(Beginning of Extracted records)

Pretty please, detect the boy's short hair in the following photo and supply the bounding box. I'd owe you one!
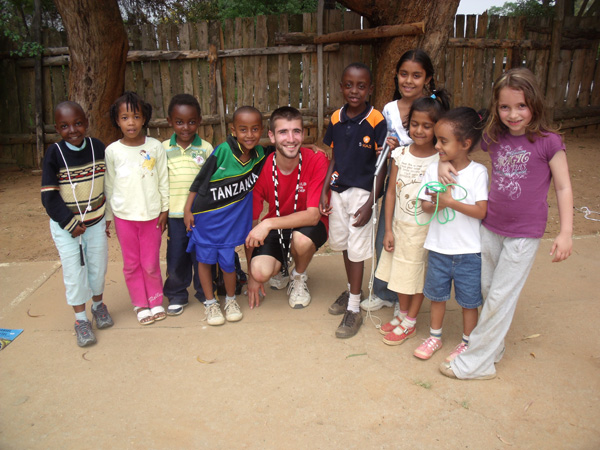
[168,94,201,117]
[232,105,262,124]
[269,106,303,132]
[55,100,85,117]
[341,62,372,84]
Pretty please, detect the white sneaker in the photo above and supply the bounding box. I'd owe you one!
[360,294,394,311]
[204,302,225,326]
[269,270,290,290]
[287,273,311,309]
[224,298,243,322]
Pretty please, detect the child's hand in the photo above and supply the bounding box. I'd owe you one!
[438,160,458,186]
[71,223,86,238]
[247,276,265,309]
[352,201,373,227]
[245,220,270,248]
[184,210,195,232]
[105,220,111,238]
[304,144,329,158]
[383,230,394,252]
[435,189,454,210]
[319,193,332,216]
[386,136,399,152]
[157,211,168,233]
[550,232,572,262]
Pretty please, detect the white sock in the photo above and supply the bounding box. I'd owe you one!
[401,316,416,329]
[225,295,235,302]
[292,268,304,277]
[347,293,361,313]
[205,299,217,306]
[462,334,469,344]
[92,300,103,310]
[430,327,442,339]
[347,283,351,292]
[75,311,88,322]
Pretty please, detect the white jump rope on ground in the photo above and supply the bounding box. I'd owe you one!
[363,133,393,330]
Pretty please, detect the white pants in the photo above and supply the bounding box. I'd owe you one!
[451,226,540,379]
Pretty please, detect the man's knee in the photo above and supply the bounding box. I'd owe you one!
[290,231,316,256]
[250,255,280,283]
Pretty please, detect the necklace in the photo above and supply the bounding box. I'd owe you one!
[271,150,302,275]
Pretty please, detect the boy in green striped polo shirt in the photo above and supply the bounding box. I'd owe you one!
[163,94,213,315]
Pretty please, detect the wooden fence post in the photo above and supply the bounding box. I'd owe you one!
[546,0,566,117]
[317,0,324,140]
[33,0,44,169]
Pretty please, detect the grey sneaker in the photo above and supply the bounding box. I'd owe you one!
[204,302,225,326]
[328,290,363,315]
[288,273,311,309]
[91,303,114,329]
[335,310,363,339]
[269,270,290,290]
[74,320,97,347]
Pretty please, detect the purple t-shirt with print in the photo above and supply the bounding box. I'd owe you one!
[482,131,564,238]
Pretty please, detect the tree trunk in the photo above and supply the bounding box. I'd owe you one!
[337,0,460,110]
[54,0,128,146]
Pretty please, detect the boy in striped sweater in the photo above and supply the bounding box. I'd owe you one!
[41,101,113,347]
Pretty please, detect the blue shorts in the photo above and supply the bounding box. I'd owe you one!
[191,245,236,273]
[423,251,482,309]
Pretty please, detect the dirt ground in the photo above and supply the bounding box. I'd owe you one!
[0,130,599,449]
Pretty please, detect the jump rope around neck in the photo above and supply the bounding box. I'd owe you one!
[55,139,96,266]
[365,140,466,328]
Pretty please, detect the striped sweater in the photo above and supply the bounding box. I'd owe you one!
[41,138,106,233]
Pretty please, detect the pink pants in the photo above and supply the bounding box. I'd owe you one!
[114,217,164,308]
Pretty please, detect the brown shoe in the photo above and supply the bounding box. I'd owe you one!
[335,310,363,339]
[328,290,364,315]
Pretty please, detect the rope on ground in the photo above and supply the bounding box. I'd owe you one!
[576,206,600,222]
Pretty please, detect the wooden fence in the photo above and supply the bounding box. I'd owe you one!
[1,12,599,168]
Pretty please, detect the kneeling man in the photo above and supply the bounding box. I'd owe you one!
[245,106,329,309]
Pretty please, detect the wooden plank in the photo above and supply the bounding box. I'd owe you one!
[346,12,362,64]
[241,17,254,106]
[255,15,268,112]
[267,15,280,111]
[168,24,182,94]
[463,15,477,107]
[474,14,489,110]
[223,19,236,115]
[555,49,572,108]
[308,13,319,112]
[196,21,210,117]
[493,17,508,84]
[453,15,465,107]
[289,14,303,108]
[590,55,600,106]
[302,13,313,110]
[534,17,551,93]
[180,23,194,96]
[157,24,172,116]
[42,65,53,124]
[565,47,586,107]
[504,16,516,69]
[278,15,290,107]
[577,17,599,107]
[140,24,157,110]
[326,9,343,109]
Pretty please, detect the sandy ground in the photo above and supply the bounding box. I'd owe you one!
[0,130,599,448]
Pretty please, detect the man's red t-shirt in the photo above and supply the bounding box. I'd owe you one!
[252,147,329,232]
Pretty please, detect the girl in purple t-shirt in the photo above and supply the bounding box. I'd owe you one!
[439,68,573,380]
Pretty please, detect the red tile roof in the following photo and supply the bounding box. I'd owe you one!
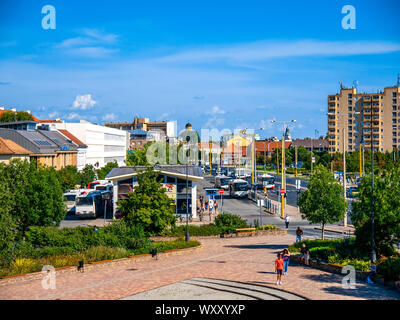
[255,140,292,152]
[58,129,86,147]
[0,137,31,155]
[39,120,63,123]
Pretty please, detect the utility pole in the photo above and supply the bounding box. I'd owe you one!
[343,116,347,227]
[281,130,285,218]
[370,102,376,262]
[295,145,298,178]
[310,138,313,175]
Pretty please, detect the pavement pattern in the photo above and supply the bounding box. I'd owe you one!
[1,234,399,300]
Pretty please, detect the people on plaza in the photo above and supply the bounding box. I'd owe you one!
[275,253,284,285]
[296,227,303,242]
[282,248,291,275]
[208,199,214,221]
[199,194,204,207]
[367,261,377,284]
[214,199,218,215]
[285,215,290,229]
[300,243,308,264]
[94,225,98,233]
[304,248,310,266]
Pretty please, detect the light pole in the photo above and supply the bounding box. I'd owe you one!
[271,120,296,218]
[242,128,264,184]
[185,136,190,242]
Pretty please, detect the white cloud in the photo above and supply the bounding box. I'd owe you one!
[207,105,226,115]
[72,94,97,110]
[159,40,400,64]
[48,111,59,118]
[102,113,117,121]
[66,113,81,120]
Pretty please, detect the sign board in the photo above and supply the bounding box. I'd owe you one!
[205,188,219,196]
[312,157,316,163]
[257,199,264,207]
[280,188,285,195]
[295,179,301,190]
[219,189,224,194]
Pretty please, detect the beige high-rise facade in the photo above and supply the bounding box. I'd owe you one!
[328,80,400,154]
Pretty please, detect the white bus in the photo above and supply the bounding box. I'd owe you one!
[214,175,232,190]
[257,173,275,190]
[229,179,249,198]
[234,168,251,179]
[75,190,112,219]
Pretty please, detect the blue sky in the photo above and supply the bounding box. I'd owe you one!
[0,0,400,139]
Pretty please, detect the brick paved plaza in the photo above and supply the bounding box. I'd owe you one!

(End of Extracted records)

■ **Assignment**:
What this calls for is the material above set down exactly, pictures excluded.

■ **Result**:
Pretty please, detect the boy's short hair in the following photo and supply the bounding box. I'd owe you one!
[168,94,201,117]
[232,105,262,124]
[269,106,303,132]
[55,100,85,117]
[341,62,372,84]
Pretty please, detect the white sneaker in the photo above and supply the bounding box. I'd owe you one!
[360,294,394,311]
[204,302,225,326]
[269,270,290,290]
[287,273,311,309]
[224,298,243,322]
Pretty please, detect the child's hand in the photo above and supply the bounding box. I'd owe you one!
[438,160,458,186]
[71,223,86,238]
[247,276,265,309]
[352,201,373,227]
[245,220,270,248]
[184,210,195,232]
[105,220,111,238]
[304,144,329,158]
[383,230,394,252]
[435,189,454,210]
[319,193,332,216]
[386,136,399,152]
[157,211,168,233]
[550,232,572,262]
Pretty please, detect the white sock in the photo above and supply the bounding box. I'd owe you one!
[401,316,416,329]
[225,295,235,302]
[292,268,304,277]
[347,293,361,313]
[205,299,217,306]
[462,334,469,344]
[92,300,103,310]
[430,327,442,339]
[347,283,351,292]
[75,311,88,322]
Pretty please, detect the white jump rope on ground in the photo above and supply the bounding box. I'd owe you one!
[363,133,393,330]
Pretty please, detect the white pants in the photo above and supply the bounding box. I'd owe you one!
[451,226,540,379]
Pretty please, detect the man's knee in the photo above and supply the bounding box. I'd owe you one!
[290,231,316,256]
[250,255,280,283]
Pretty please, detect the necklace in the photo above and supply the bounding box. I'd owe you one!
[271,150,302,275]
Pretty please, detect the boy in green striped polo shirt in the photo above and supply the bounding box. I'd owe you one!
[163,94,213,315]
Pretty please, detect the wooden fence post in the photo above and supply the bounding box. I'd owe you one!
[546,0,566,117]
[317,0,324,140]
[33,0,44,169]
Pretty please, detect the grey sneaker in the photo above and supply the bounding box. I'd owe you one!
[204,302,225,326]
[328,290,363,315]
[288,273,311,309]
[91,303,114,329]
[335,310,363,339]
[269,270,290,290]
[74,320,97,347]
Pretty please, detect the purple t-shirt with print in the photo above and supply the bounding box. I'd owe you one!
[482,131,564,238]
Pretty please, detect the tree trunk in the photo above and supply the bounding box. I'd owe you one!
[337,0,460,110]
[54,0,128,146]
Pretty please, detect the boy in striped sweater in the photo above and supply the bounding box. I'd owe you one!
[41,101,113,347]
Pretty please, detect the blue shorts in the photo above and supply the bounding box. I'd owe you one!
[191,245,236,273]
[423,251,482,309]
Pretty please, detect the dirt ground in the photo above and supply the bounding box. I'd owe you one!
[0,130,599,449]
Pretty please, detect the jump rope around neck in the photo above and supply the bounding box. I'd owe you one!
[55,139,96,266]
[365,140,466,328]
Pretty please, detect the striped sweater in the photo above and supply the bounding box. I'd owe you one!
[41,138,106,233]
Pretty please, detect the pink pants in the photo above and supply the bounding box. I'd owe you one!
[114,217,164,308]
Pretty please, detect the brown shoe in the photo above and supply the bounding box. I'd owe you one!
[335,310,363,339]
[328,290,364,315]
Pretty please, detect the rope on ground in the photo above and supply the bounding box. I'd owe you one!
[576,206,600,222]
Pretty please, detect the wooden fence in the photo above and supply the bounding box. I'd owe you one!
[1,12,599,168]
Pretty please, detect the kneeling man in the photo above and supply the bounding box. I'd owe you one!
[245,106,329,309]
Pretty please, detect the wooden plank in the photo above and supply the bounding box. I'd owe you one!
[346,12,362,64]
[241,17,254,106]
[255,15,268,112]
[267,15,280,111]
[168,24,182,94]
[463,15,477,107]
[474,14,489,110]
[223,19,236,115]
[555,49,572,108]
[308,13,319,112]
[196,21,210,117]
[493,17,508,84]
[453,15,465,107]
[289,14,303,108]
[590,55,600,106]
[302,13,313,110]
[534,17,551,93]
[180,23,194,96]
[157,24,172,116]
[42,65,53,124]
[565,47,586,107]
[504,16,516,69]
[278,15,290,107]
[577,17,599,107]
[140,24,157,110]
[326,9,343,109]
Pretty please, detect the sandy ground in the photo above and supply the bounding box. I'd owe you one!
[0,130,599,448]
Pretty please, detect the man's red t-shirt in the photo above and supply the bounding box. I'd owe you one!
[252,147,329,232]
Pretty please, detect the girl in purple t-shirt in the photo above and supply the bounding box. I'd owe you one!
[439,68,573,380]
Pretty please, detect the red tile roof in the following photo and supply the bounding box. I'd owe you one!
[255,140,292,152]
[58,129,86,147]
[0,137,31,155]
[39,120,63,123]
Pretty please, detect the utility pole in the photo above and supply the bounding box. I'd owe you one!
[343,116,347,227]
[281,130,285,218]
[370,102,376,262]
[295,145,298,178]
[310,138,313,175]
Pretty please, detect the pavement pattern in the photo above and supply the bounding box. I'd owe you one!
[1,234,399,300]
Pretty please, detect the people on plaza in the photo above and supply the bounding box. I'd owe you one!
[275,253,284,285]
[296,227,303,242]
[282,248,291,275]
[208,199,214,221]
[199,194,204,207]
[367,261,377,284]
[214,199,218,215]
[285,215,290,229]
[300,243,308,264]
[94,225,98,233]
[304,248,310,266]
Pretty please, detect the light pole in the photo above and supply the bounding box. I'd owe you one!
[271,120,296,218]
[242,128,264,184]
[185,136,190,242]
Pretty please, detect the white cloud in the photo above and supply the bounding box. I'd owe you one!
[207,105,226,115]
[72,94,97,110]
[159,40,400,64]
[48,111,59,118]
[102,113,117,121]
[66,113,81,120]
Pretty please, detect the sign board in the photo above and supply the bounding box. I'd owe you one!
[205,188,219,196]
[312,157,316,163]
[257,199,264,207]
[280,188,285,195]
[295,179,301,190]
[219,189,224,194]
Pretty please, detect the beige high-rise facade in the photo above and supply the bounding box. I'd owe you one!
[328,80,400,154]
Pretty please, detect the white bus in the photo above and supply the bounding box. I'd owe you one!
[214,175,232,190]
[257,173,275,190]
[229,179,249,198]
[234,168,251,179]
[75,190,112,219]
Pretty please, detect the blue sky in the photo above and supply the bounding box. I'd owe you one!
[0,0,400,139]
Pretty please, detect the brick paved plaza in the photo above and supply the bounding box. I'd owe you one!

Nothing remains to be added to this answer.